DOCUMENT EXTRACT
[Start of section]

Cardiovascular control of blood pressure


Arteries have far more smooth muscle than veins, but all have connective tissue. Arterioles also have elastic tissue, composed of elastin which is a protein than enables elastic arteries to expand by approximately 10% during systole. So when the heart beats, the large arteries expand in order to be able to accommodate the blood. Elastin can also remove the pulse and act as a pressure reservoir (absorbs blood and averages pressure out) throughout the cardiovascular system. This means that blood flow through the capillaries is more of an even flow because the large arteries have taken up the difference of the pulse.

During the heart beat, there’s a pulse pressure which changes between systolic and diastolic, but as you go through the arterial tree, through to the arteries and into the arterioles, pressure diminishes in the capillaries and there’s no pulse, just a continuous flow of the blood. Velocity of blood is high in the arterioles and falls in the capillaries which doesn’t increase much even when it goes through the vena cava. The relative resistance is highest in the arterioles, which is an important control area of blood flow to other tissues.

How do the large arteries take away this pulse pressure?

[End of section]

EXCERPTED RECORDS
[Start of section]

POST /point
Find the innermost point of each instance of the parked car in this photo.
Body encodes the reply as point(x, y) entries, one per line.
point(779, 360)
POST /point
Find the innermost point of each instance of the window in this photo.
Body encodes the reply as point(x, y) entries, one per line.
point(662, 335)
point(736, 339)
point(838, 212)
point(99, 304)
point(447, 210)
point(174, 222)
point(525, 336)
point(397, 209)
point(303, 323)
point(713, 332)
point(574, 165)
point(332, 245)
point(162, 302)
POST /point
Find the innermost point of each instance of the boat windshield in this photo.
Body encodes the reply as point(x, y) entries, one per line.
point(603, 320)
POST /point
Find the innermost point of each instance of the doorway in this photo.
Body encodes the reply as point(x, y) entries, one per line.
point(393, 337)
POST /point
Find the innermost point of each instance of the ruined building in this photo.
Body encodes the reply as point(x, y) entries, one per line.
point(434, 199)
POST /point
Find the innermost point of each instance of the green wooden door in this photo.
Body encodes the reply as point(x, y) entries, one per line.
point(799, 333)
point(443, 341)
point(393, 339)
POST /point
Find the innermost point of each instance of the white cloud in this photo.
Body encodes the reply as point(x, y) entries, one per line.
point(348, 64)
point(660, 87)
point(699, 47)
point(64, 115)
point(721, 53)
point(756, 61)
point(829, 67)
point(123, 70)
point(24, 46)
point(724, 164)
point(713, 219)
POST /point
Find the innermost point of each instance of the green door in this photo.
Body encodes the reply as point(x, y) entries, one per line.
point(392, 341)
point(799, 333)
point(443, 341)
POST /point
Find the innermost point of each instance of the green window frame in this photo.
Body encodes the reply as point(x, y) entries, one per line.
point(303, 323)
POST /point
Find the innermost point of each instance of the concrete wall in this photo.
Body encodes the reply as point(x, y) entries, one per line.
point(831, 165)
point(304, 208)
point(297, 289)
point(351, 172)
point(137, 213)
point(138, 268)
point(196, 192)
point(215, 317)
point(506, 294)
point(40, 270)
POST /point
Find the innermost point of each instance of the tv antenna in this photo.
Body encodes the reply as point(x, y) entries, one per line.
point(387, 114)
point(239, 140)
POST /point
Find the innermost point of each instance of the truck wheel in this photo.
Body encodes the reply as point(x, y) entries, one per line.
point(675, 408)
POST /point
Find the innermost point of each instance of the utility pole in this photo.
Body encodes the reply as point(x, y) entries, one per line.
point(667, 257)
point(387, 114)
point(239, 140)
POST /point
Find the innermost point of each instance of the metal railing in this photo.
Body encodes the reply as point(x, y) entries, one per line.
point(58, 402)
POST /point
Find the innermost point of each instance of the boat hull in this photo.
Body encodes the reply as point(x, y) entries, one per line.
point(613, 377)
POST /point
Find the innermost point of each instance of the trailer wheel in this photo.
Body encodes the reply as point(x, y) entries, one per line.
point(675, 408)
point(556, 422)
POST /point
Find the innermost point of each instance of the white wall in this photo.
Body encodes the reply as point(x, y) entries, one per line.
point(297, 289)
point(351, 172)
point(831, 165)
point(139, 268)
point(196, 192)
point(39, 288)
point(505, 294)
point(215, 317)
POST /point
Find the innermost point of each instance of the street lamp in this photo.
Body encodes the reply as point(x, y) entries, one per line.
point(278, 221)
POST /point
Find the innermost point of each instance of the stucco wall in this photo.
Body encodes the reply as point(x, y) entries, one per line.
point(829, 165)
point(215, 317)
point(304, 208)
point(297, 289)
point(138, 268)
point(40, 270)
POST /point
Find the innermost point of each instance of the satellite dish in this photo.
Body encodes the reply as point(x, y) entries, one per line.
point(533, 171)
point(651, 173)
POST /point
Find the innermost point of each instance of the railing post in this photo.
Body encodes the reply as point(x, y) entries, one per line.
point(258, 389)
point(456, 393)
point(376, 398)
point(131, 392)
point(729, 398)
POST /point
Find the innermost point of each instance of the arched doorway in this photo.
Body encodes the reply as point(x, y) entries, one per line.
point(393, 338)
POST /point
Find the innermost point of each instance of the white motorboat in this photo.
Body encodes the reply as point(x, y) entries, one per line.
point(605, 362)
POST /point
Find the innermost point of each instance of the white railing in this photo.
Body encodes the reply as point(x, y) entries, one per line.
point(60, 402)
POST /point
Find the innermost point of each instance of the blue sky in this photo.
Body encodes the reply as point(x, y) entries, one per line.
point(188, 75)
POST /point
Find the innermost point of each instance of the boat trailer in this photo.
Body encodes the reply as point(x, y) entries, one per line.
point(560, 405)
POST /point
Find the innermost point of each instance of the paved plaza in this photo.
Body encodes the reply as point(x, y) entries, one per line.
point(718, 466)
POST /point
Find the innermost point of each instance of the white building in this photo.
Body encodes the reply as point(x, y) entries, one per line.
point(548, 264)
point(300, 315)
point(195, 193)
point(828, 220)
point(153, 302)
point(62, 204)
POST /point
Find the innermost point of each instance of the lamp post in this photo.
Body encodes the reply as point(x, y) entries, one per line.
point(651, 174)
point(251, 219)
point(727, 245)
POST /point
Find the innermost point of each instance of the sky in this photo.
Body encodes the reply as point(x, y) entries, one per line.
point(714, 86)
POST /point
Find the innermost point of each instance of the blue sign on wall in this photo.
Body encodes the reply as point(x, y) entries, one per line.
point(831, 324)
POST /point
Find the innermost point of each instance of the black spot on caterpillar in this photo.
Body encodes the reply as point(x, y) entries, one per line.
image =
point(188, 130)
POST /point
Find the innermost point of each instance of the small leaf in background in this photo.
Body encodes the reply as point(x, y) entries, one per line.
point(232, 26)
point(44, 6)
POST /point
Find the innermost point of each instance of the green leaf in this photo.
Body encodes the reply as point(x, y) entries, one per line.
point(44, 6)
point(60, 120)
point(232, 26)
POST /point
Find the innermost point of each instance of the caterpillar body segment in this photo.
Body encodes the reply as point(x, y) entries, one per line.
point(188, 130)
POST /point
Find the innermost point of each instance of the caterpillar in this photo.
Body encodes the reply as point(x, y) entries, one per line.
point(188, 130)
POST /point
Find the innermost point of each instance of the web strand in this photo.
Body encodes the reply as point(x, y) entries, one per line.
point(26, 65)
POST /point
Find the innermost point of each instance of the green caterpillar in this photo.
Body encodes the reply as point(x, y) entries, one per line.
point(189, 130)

[End of section]

Extend the text on cardiovascular control of blood pressure, picking up after its last line. You won't need the records for this.

Large arteries contract, and push the blood along. During the systole, ventricles contract and push blood into the arteries which have a large amount of elastin and so expand which causes the volume in the ventricles to decrease and the volume in the large arteries to increase in order to accommodate this extra blood. When the heart relaxes, this pressure in the ventricles decreases, the aortic valve closes, but the large arteries are still expanded in order to push the blood along. This increase in the volume of blood in the arteries is the stroke volume (amount of blood ejected by the heart in one beat). If the volume increases, so does the pressure. As people get older, large arteries become stiffer and so pulse pressure will tend to increase. Haemodynamics can be used to calculate how blood flows through a tube, in terms of pressure and volume in arteries, veins, etc. The lower the resistance of the tube, the greater the flow will be. This concept serves to explain why blood clots in parts of the circulation tree due to high cholesterol or plaques, will increase the total resistance but will also decrease the flow going through an artery, which is the basis of regulating blood flow to different organs around the body. In an obstructed artery, due to an atherosclerotic plaque for example, the radius of the artery would decrease. If you squeeze a hose pipe for example, it would be logical to think the pressure at the point at which you squeeze the pipe would be the highest. However the pressure on either side would actually be greater. This can be explained by Bernoulli’s theory, in which the flow between points A and B in the steady state is proportional to the difference in mechanical energy of the fluid at points A and B. The kinetic energy is greater in the narrow portion and because of the law of energy conservation; the pressure must decrease, because the kinetic energy is so high. When the vessel opens up again, the velocity slows down, and the pressure increases again. At a blocked region in the blood vessels, the blood goes through at higher velocity, meaning the pressure is quite low, which is going to exacerbate the blockage, so there’s not enough pressure trying to force the vessels apart. If some of the blockage can be removed, (perhaps by dissolving it away), the velocity will slow down, which will cause a pressure increase, helping to keep the vessel open, and cause an alleviation of the symptoms.